Data provided:
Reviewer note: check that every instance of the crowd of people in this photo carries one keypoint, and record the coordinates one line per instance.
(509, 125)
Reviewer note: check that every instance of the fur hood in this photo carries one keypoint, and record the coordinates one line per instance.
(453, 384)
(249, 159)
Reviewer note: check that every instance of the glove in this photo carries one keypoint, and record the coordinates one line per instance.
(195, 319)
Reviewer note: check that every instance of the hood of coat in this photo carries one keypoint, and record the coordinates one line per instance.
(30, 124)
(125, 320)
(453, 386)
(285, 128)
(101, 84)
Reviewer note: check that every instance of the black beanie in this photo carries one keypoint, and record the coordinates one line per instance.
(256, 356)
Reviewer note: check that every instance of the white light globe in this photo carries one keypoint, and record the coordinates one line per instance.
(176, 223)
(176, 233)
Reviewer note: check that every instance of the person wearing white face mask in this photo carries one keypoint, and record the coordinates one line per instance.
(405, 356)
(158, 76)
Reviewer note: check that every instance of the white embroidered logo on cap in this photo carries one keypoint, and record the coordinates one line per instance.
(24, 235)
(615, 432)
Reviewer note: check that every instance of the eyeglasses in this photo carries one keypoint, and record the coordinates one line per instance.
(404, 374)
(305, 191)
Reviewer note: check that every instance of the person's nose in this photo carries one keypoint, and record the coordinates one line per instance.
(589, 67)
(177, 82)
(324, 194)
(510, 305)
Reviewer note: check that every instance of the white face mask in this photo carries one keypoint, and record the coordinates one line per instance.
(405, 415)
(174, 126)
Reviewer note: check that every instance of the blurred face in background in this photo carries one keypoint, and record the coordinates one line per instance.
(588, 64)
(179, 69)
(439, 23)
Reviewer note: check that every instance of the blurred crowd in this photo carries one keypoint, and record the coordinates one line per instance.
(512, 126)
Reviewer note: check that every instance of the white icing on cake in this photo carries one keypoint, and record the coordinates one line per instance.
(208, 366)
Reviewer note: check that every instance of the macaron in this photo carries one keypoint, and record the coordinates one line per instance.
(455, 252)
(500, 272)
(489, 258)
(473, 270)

Exercise goal:
Write out the entries above once more, without altering anything.

Solution:
Reviewer note: check that every instance of the crowd of people in this photo carries one keypoint, and record the coordinates one line per instance.
(509, 125)
Reviewer note: check that every instance of the fur hood in this photo carries one keypoint, and record the coordinates one line per instance.
(453, 384)
(249, 159)
Reviewer note: check that every instance of the glove in this photo carries one keypoint, and record the coordinates one line per instance.
(195, 319)
Reviewer note: check that every instance of the hood of coat in this photo carries one keypoint, and record the coordinates one line per instance.
(30, 124)
(125, 320)
(453, 386)
(285, 128)
(101, 84)
Reviewer note: check that every instance of the black beanie in this photo carries one keypoint, and record the coordinates one line per instance.
(256, 356)
Reviewer note: check that every instance of the white light globe in this photo carries one keypoint, and record the coordinates one line per instance.
(176, 223)
(176, 233)
Reviewer note: check that every instance of the person wearing white face mask in this photo carries one keypoint, and record the coordinates one line per instance.
(405, 356)
(158, 76)
Reviewer note: check that every instance of the white embroidered logo on cap in this photo carries one keypoint, and record the coordinates one line per instance.
(24, 235)
(615, 432)
Reviewer note: check that every instance of the eyeglasses in this photo carries one keypoint, and record the coordinates one line per instance.
(404, 374)
(305, 191)
Reviewer note: check that every instance of the person's nose in this photo carries one keypoint, and record the coordinates one line per instance.
(589, 67)
(177, 82)
(324, 194)
(510, 305)
Reviewer note: check that every instance of the white face mask in this photo carries one keypoint, and record the coordinates one line per instance.
(405, 415)
(174, 126)
Reviewer note: check that every instance of the blurred face in background in this photo carries one keypoint, and record the coordinates one line per instance.
(588, 64)
(179, 69)
(439, 23)
Reviewer note: check that every instance of the blurred crowd in this photo carries one keypoint, and record the coordinates one line per instance.
(512, 126)
Reviewer note: check that every instance of the white icing on cake in this photo carries one keypoint, and record the coordinates one line per instance.
(208, 366)
Reviewer note: check that every instance of the macaron in this photo carries one keypoint, and record the coordinates one line per instance.
(455, 252)
(500, 272)
(489, 258)
(473, 270)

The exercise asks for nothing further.